**Written problem 1**
Answer these questions about the WAV format passage:
(a) What sample rate and bit depth does the passage give for PCM audio as the CD standard?
(b) Which file format is the structure of WAV heavily based on?
(c) Which broadcaster developed the "D-Cart" tapeless system?
**Written problem 2**
In the WAV format passage, what is the exact text from "More frequently, the" up to and including "and home audio."? Transcribe it word for word.

Though a WAV file can hold compressed audio, the most common WAV format contains uncompressed audio in the pulse-code modulation (PCM) format. PCM audio is the standard audio file format for CDs at 44,100 samples per second, 16 bits per sample. Since PCM uses an uncompressed, lossless storage method, which keeps all the samples of an audio track, professional users or audio experts may use the WAV format for maximum audio quality. WAV audio can also be edited and manipulated with relative ease using software.


[edit] Popularity

Uncompressed WAV files are quite large in size, so, as file sharing over the Internet has become popular, the WAV format has declined in popularity. However, it is still a commonly used, relatively "pure", i.e. lossless, file type, suitable for retaining "first generation" archived files of high quality, or use on a system where high fidelity sound is required and disk space is not restricted.

More frequently, the smaller file sizes of compressed but lossy formats such as MP3, ATRAC, AAC, Ogg Vorbis and WMA are used to store and transfer audio. Their small file sizes allow faster internet transmission, as well as lower consumption of space on memory media. However, lossy formats trade off smaller file size against loss of audio quality, as all compression algorithms compromise available signal detail. There are also more efficient lossless codecs available, such as FLAC, Shorten, Monkey's Audio, ATRAC Advanced Lossless, Apple Lossless, WMA Lossless, TTA, and WavPack, but none of these is yet a ubiquitous standard for both professional and home audio.

The usage of the WAV format has more to do with its familiarity, its simplicity and simple structure, which is heavily based on the IFF file format. Because of this, it continues to enjoy widespread use with a variety of software applications, often functioning as a lowest common denominator when it comes to exchanging sound files between different programs. Some PlayStation Portable game software uses the AT3 file format which is a WAV file compressed in an ATRAC codec that can be decoded by the unit's libatrac3plus decoder.

In spite of their large occupancy in size, uncompressed WAV (though that format can be different from the Microsoft WAV) files are sometimes used by a few radio broadcasters, especially those that adopted the tapeless system, so-called "D-Cart", which was developed by the Australian broadcaster ABC. This is because the producers believe that uncompressed WAV files can offer better quality than lossy compressed MPEG-1 Audio Layer 2 (usually at the bit rates of 256 or 384 kbps) files do, and the price of harddisks has relatively decreased these days. In the system of "D-Cart", the sampling rate of WAV files is usually at a 48 kHz 16 bit stereo, which is identical to that of the Digital Audio Tape.

Dataset entries:
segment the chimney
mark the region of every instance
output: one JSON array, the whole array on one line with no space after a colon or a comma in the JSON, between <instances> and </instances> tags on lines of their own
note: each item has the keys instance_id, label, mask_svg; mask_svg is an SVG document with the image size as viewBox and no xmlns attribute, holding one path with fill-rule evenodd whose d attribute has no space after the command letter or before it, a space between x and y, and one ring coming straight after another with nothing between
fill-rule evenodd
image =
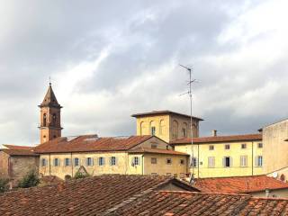
<instances>
[{"instance_id":1,"label":"chimney","mask_svg":"<svg viewBox=\"0 0 288 216\"><path fill-rule=\"evenodd\" d=\"M212 137L217 137L217 130L212 130Z\"/></svg>"}]
</instances>

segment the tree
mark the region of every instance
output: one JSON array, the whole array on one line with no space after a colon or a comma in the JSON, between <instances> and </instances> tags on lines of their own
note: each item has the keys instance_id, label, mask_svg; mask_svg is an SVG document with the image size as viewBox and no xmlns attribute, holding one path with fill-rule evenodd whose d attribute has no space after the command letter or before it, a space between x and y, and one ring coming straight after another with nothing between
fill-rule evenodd
<instances>
[{"instance_id":1,"label":"tree","mask_svg":"<svg viewBox=\"0 0 288 216\"><path fill-rule=\"evenodd\" d=\"M19 183L18 187L28 188L37 186L40 183L39 177L35 172L28 173Z\"/></svg>"},{"instance_id":2,"label":"tree","mask_svg":"<svg viewBox=\"0 0 288 216\"><path fill-rule=\"evenodd\" d=\"M9 189L8 183L8 179L0 178L0 193L5 192Z\"/></svg>"}]
</instances>

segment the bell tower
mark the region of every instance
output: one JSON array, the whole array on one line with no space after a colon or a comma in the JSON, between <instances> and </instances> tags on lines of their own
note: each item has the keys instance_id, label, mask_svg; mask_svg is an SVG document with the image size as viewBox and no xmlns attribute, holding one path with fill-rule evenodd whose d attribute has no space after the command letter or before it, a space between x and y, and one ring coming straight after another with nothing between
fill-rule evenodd
<instances>
[{"instance_id":1,"label":"bell tower","mask_svg":"<svg viewBox=\"0 0 288 216\"><path fill-rule=\"evenodd\" d=\"M61 108L58 103L53 92L51 83L49 84L49 88L41 104L40 133L40 144L50 141L55 138L61 137Z\"/></svg>"}]
</instances>

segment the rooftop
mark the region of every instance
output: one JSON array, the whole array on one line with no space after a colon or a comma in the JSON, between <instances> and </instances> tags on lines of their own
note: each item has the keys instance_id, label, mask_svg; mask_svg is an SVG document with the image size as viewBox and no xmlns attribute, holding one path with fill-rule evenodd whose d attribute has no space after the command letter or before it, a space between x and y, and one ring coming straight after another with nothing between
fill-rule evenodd
<instances>
[{"instance_id":1,"label":"rooftop","mask_svg":"<svg viewBox=\"0 0 288 216\"><path fill-rule=\"evenodd\" d=\"M232 141L257 141L262 140L262 134L244 134L244 135L230 135L230 136L215 136L215 137L200 137L194 138L194 143L213 143L213 142L232 142ZM170 142L170 144L187 144L191 143L191 138L182 138Z\"/></svg>"},{"instance_id":2,"label":"rooftop","mask_svg":"<svg viewBox=\"0 0 288 216\"><path fill-rule=\"evenodd\" d=\"M153 136L98 138L95 135L61 137L34 148L37 153L125 151L151 139Z\"/></svg>"},{"instance_id":3,"label":"rooftop","mask_svg":"<svg viewBox=\"0 0 288 216\"><path fill-rule=\"evenodd\" d=\"M288 188L288 183L267 176L198 178L194 185L202 192L235 194Z\"/></svg>"},{"instance_id":4,"label":"rooftop","mask_svg":"<svg viewBox=\"0 0 288 216\"><path fill-rule=\"evenodd\" d=\"M161 115L161 114L172 114L172 115L178 115L178 116L182 116L184 118L190 118L190 115L187 114L182 114L179 112L176 112L173 111L152 111L152 112L142 112L142 113L136 113L136 114L132 114L132 117L141 117L141 116L153 116L153 115ZM203 121L201 118L195 117L195 116L192 116L194 119L196 119L198 121Z\"/></svg>"},{"instance_id":5,"label":"rooftop","mask_svg":"<svg viewBox=\"0 0 288 216\"><path fill-rule=\"evenodd\" d=\"M2 215L105 215L167 184L198 191L172 177L100 176L0 194Z\"/></svg>"}]
</instances>

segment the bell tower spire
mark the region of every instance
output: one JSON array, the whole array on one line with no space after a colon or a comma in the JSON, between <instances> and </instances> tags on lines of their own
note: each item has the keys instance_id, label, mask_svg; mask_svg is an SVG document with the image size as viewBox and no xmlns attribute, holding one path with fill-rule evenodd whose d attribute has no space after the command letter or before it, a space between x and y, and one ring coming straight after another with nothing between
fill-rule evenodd
<instances>
[{"instance_id":1,"label":"bell tower spire","mask_svg":"<svg viewBox=\"0 0 288 216\"><path fill-rule=\"evenodd\" d=\"M43 102L39 105L40 108L40 144L55 138L61 137L61 108L58 103L50 79L49 88Z\"/></svg>"}]
</instances>

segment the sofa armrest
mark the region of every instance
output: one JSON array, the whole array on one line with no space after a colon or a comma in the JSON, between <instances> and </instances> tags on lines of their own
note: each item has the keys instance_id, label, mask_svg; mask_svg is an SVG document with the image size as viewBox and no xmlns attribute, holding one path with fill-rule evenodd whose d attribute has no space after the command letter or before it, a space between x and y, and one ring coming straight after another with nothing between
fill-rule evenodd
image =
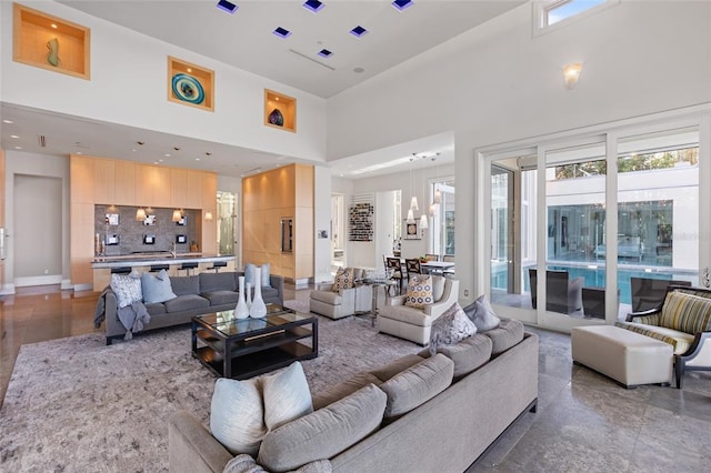
<instances>
[{"instance_id":1,"label":"sofa armrest","mask_svg":"<svg viewBox=\"0 0 711 473\"><path fill-rule=\"evenodd\" d=\"M284 304L284 278L277 274L270 274L269 285L271 285L273 289L277 290L277 292L279 293L279 303L283 305Z\"/></svg>"},{"instance_id":2,"label":"sofa armrest","mask_svg":"<svg viewBox=\"0 0 711 473\"><path fill-rule=\"evenodd\" d=\"M168 461L171 473L220 473L232 454L187 411L168 421Z\"/></svg>"}]
</instances>

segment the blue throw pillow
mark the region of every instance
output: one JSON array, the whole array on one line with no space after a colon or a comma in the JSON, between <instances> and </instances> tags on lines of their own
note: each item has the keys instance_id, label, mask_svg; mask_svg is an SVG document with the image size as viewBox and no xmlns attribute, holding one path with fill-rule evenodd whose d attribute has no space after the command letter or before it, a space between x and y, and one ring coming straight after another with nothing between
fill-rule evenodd
<instances>
[{"instance_id":1,"label":"blue throw pillow","mask_svg":"<svg viewBox=\"0 0 711 473\"><path fill-rule=\"evenodd\" d=\"M147 304L166 302L177 298L166 270L160 270L156 275L151 273L141 274L141 288L143 290L143 302Z\"/></svg>"}]
</instances>

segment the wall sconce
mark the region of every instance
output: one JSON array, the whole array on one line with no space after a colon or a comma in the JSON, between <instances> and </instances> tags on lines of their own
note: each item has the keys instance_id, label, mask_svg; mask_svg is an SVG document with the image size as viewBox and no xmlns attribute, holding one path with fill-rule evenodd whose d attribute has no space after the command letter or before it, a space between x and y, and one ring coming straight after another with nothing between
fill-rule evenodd
<instances>
[{"instance_id":1,"label":"wall sconce","mask_svg":"<svg viewBox=\"0 0 711 473\"><path fill-rule=\"evenodd\" d=\"M563 81L567 89L572 89L580 79L580 72L582 71L582 63L573 62L563 68Z\"/></svg>"}]
</instances>

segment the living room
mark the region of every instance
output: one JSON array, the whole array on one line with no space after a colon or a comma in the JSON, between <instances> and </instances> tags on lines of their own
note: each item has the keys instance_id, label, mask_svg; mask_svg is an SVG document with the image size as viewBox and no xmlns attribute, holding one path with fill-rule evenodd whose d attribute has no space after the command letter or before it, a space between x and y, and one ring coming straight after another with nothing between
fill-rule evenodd
<instances>
[{"instance_id":1,"label":"living room","mask_svg":"<svg viewBox=\"0 0 711 473\"><path fill-rule=\"evenodd\" d=\"M379 150L385 150L390 159L408 157L425 150L420 145L421 140L445 133L454 153L453 168L447 172L458 178L455 258L463 304L489 289L488 273L483 270L489 264L485 225L480 224L487 213L481 150L497 145L514 148L523 141L528 144L564 140L577 135L579 130L592 133L600 124L607 124L609 130L613 128L610 123L640 117L655 124L670 117L685 120L694 115L701 123L701 154L708 157L711 28L710 4L703 1L613 2L613 7L587 16L574 26L540 34L533 33L533 3L527 2L329 98L228 67L66 3L29 2L28 6L90 27L92 40L97 41L92 51L110 53L92 57L91 81L14 62L11 59L12 4L2 2L0 100L3 119L16 107L39 109L310 162L317 168L314 229L318 230L329 228L329 200L333 193L350 197L391 191L397 177L397 188L405 198L410 194L407 162L390 177L377 180L340 178L332 175L329 168L346 170L349 163L357 163L363 155ZM166 100L168 56L202 64L220 78L213 113ZM583 64L573 89L565 88L562 74L563 67L570 62ZM297 133L263 125L264 88L298 98ZM131 91L129 97L116 92L126 89ZM253 119L256 114L259 117ZM60 177L62 195L68 194L68 168L63 160L77 149L67 151L63 160L58 160L54 155L16 149L16 139L10 134L9 124L3 124L6 182L12 181L16 174ZM32 141L37 141L36 138L32 135ZM72 144L69 143L70 148ZM710 180L708 167L700 171L701 200L709 194L708 184L703 183ZM239 177L218 174L218 190L240 193ZM431 168L422 174L421 182L438 174L435 168ZM427 201L425 189L420 192L421 201ZM4 193L3 202L4 223L10 227L18 202L10 191ZM58 250L59 274L70 280L68 204L64 203L61 213L62 228L52 229L51 233L62 242ZM699 234L711 234L708 219L699 220ZM708 265L709 250L704 243L708 240L701 239L697 270ZM427 244L427 240L421 244ZM413 248L413 252L422 254L424 249ZM331 279L330 258L328 239L316 239L314 281ZM380 253L373 252L370 264L365 261L358 264L379 266L380 258ZM8 261L3 268L4 284L12 283L16 271L8 266ZM518 312L502 308L500 314L515 318Z\"/></svg>"}]
</instances>

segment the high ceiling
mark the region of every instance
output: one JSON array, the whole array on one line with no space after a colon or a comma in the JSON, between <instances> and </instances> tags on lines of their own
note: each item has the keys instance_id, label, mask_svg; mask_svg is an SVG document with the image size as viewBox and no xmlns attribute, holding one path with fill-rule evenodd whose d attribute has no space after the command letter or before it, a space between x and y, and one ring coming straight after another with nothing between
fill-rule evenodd
<instances>
[{"instance_id":1,"label":"high ceiling","mask_svg":"<svg viewBox=\"0 0 711 473\"><path fill-rule=\"evenodd\" d=\"M523 2L413 0L410 7L399 10L388 0L323 0L323 7L314 13L297 0L233 0L239 8L230 14L217 8L217 0L57 1L322 98L338 94ZM350 31L359 26L368 32L357 38ZM277 37L273 31L278 27L291 34ZM319 56L323 49L332 54ZM20 147L23 151L64 155L80 151L147 162L166 159L164 154L170 153L170 165L210 169L234 177L259 167L294 162L288 157L7 104L1 114L14 122L2 125L2 147L10 150ZM11 134L20 138L10 138ZM46 137L46 148L40 147L38 137ZM409 147L404 154L404 148L398 150L398 155L391 155L395 150L368 153L357 160L356 167L353 160L332 163L334 173L364 178L393 172L393 167L357 171L383 160L402 162L403 155L411 152L441 148L440 139L435 138L430 148L427 142L418 143L419 149ZM149 147L136 145L138 141ZM166 151L174 148L179 150ZM443 160L453 160L453 153L449 154Z\"/></svg>"}]
</instances>

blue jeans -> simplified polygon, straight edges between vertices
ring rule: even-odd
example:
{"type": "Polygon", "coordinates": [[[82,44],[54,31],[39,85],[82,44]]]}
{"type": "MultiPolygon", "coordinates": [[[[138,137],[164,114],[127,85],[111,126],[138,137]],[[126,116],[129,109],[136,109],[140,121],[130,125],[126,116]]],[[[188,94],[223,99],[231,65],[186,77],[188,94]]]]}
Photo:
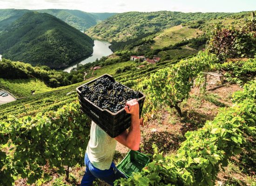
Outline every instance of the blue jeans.
{"type": "Polygon", "coordinates": [[[114,186],[115,180],[121,178],[127,178],[126,176],[119,171],[113,162],[109,169],[102,170],[94,166],[90,162],[87,153],[85,153],[84,162],[86,166],[85,173],[81,181],[81,186],[91,186],[93,181],[98,178],[114,186]]]}

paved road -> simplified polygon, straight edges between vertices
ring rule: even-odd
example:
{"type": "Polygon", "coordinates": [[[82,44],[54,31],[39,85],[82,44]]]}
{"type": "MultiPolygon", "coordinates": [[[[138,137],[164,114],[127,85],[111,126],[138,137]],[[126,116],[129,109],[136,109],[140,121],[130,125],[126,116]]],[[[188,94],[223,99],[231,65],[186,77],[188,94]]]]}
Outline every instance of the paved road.
{"type": "MultiPolygon", "coordinates": [[[[0,90],[0,92],[2,91],[3,91],[2,90],[0,90]]],[[[4,91],[3,91],[5,92],[4,91]]],[[[2,96],[0,96],[0,105],[4,104],[5,103],[13,101],[15,100],[15,99],[10,94],[6,97],[2,97],[2,96]]]]}

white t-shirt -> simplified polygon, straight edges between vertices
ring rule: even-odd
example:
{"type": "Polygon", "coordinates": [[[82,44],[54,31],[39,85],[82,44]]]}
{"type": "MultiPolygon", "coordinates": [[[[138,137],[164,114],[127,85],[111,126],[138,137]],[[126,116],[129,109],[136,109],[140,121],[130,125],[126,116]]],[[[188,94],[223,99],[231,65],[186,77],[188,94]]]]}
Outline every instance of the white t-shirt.
{"type": "Polygon", "coordinates": [[[92,121],[90,138],[86,151],[94,166],[99,169],[109,169],[113,161],[116,140],[92,121]]]}

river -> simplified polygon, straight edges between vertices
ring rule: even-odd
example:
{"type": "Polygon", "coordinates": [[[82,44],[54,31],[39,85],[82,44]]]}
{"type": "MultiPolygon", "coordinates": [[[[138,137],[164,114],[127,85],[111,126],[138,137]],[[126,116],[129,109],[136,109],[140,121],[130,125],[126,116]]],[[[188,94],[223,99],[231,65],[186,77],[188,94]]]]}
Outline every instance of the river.
{"type": "Polygon", "coordinates": [[[86,59],[82,59],[78,60],[76,63],[73,63],[71,66],[64,69],[63,71],[70,72],[71,69],[76,67],[78,64],[85,64],[96,60],[98,58],[100,60],[103,56],[108,56],[113,53],[113,52],[108,48],[110,43],[99,40],[94,40],[94,52],[93,54],[86,59]]]}

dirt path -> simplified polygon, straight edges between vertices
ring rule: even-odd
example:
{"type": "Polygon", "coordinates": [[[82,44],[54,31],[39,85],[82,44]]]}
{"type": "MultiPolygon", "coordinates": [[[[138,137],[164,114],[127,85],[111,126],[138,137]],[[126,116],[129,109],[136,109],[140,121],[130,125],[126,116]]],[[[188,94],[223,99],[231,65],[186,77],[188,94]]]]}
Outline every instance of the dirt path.
{"type": "Polygon", "coordinates": [[[9,103],[10,102],[16,100],[14,97],[13,97],[9,93],[3,90],[0,90],[0,92],[4,91],[8,93],[8,95],[5,97],[0,96],[0,105],[4,104],[5,103],[9,103]]]}
{"type": "Polygon", "coordinates": [[[192,51],[195,51],[195,52],[198,52],[199,50],[195,49],[195,48],[191,48],[191,47],[189,47],[188,46],[188,45],[186,45],[186,46],[183,48],[185,48],[186,49],[192,50],[192,51]]]}

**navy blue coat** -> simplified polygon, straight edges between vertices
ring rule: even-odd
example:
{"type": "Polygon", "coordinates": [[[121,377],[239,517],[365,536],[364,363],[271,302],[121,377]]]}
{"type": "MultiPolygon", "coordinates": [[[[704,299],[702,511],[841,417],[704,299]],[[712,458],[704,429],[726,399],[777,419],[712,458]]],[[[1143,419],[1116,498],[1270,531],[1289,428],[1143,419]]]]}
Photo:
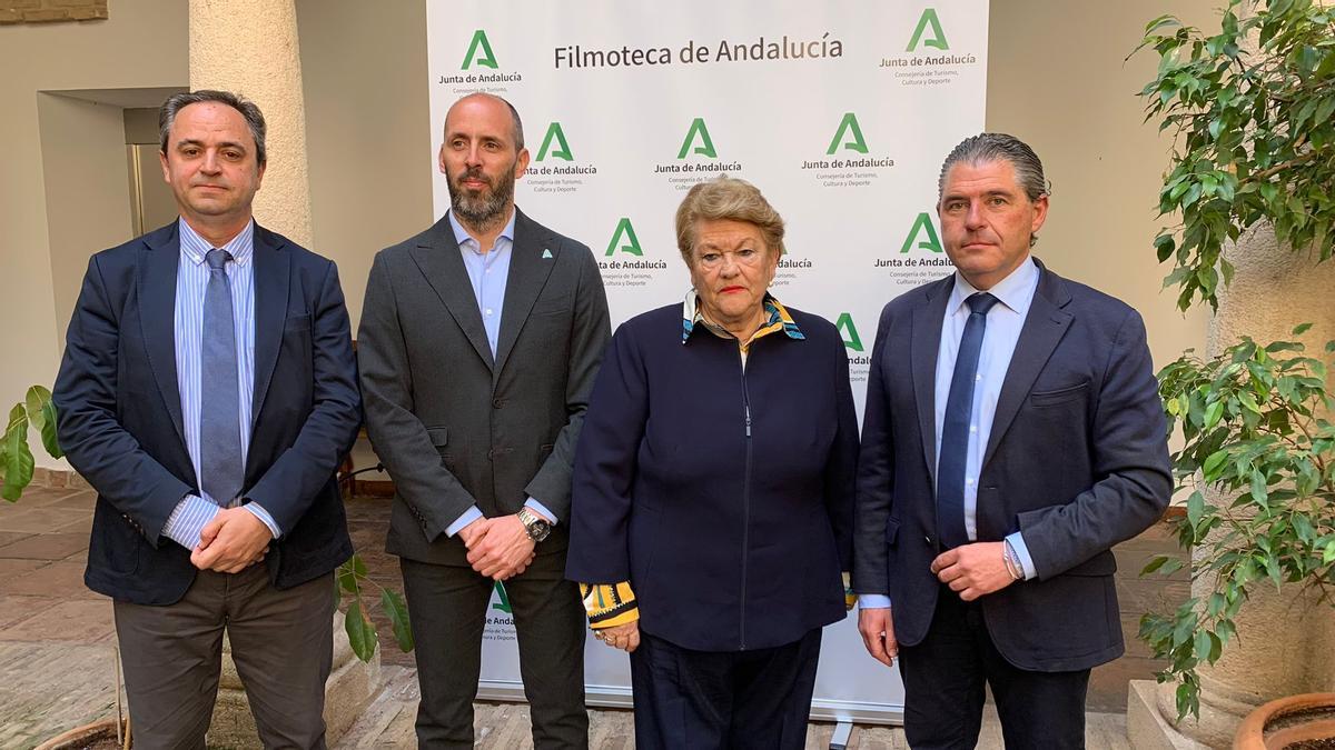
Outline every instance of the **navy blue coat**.
{"type": "MultiPolygon", "coordinates": [[[[243,496],[283,530],[264,558],[279,589],[352,554],[334,470],[362,400],[338,270],[255,227],[254,428],[243,496]]],[[[178,602],[190,550],[162,535],[199,492],[186,450],[174,335],[176,223],[92,256],[52,392],[69,463],[97,490],[89,589],[136,605],[178,602]]]]}
{"type": "Polygon", "coordinates": [[[829,322],[804,340],[697,330],[681,306],[613,336],[575,456],[566,577],[630,581],[639,626],[677,646],[781,646],[844,618],[857,418],[829,322]],[[748,426],[749,410],[749,426],[748,426]]]}
{"type": "MultiPolygon", "coordinates": [[[[1123,653],[1111,547],[1144,531],[1172,491],[1157,383],[1140,315],[1041,276],[997,399],[979,475],[980,542],[1024,536],[1037,579],[980,599],[992,642],[1031,671],[1123,653]]],[[[940,583],[936,359],[955,276],[890,300],[866,386],[857,479],[858,594],[889,594],[894,635],[918,645],[940,583]]]]}

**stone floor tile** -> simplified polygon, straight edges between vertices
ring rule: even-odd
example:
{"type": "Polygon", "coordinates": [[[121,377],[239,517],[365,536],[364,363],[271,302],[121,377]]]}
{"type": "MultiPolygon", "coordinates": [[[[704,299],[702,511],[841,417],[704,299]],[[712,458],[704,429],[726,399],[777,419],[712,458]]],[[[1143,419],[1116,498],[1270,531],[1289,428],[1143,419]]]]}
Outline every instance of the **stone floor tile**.
{"type": "Polygon", "coordinates": [[[75,508],[39,507],[0,515],[0,531],[28,531],[48,534],[61,526],[88,518],[88,511],[75,508]]]}
{"type": "Polygon", "coordinates": [[[115,630],[111,599],[60,602],[17,625],[0,630],[0,641],[97,643],[115,630]]]}
{"type": "Polygon", "coordinates": [[[0,547],[12,544],[19,539],[27,539],[28,536],[32,536],[32,534],[25,531],[0,531],[0,547]]]}
{"type": "Polygon", "coordinates": [[[55,562],[32,573],[0,581],[0,594],[28,597],[55,597],[59,599],[101,599],[84,586],[84,566],[75,562],[55,562]]]}
{"type": "Polygon", "coordinates": [[[0,547],[0,558],[59,560],[87,548],[85,534],[36,534],[0,547]]]}
{"type": "MultiPolygon", "coordinates": [[[[59,599],[49,597],[11,597],[0,594],[0,630],[15,626],[37,613],[49,610],[57,603],[60,603],[59,599]]],[[[3,670],[4,665],[0,665],[0,674],[3,674],[3,670]]]]}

**Response 1**
(a) 44,100 samples per second, 16 bits per sample
(b) The IFF file format
(c) The Australian broadcaster ABC

**Response 2**
More frequently, the smaller file sizes of compressed but lossy formats such as MP3, ATRAC, AAC, Ogg Vorbis and WMA are used to store and transfer audio. Their small file sizes allow faster internet transmission, as well as lower consumption of space on memory media. However, lossy formats trade off smaller file size against loss of audio quality, as all compression algorithms compromise available signal detail. There are also more efficient lossless codecs available, such as FLAC, Shorten, Monkey's Audio, ATRAC Advanced Lossless, Apple Lossless, WMA Lossless, TTA, and WavPack, but none of these is yet a ubiquitous standard for both professional and home audio.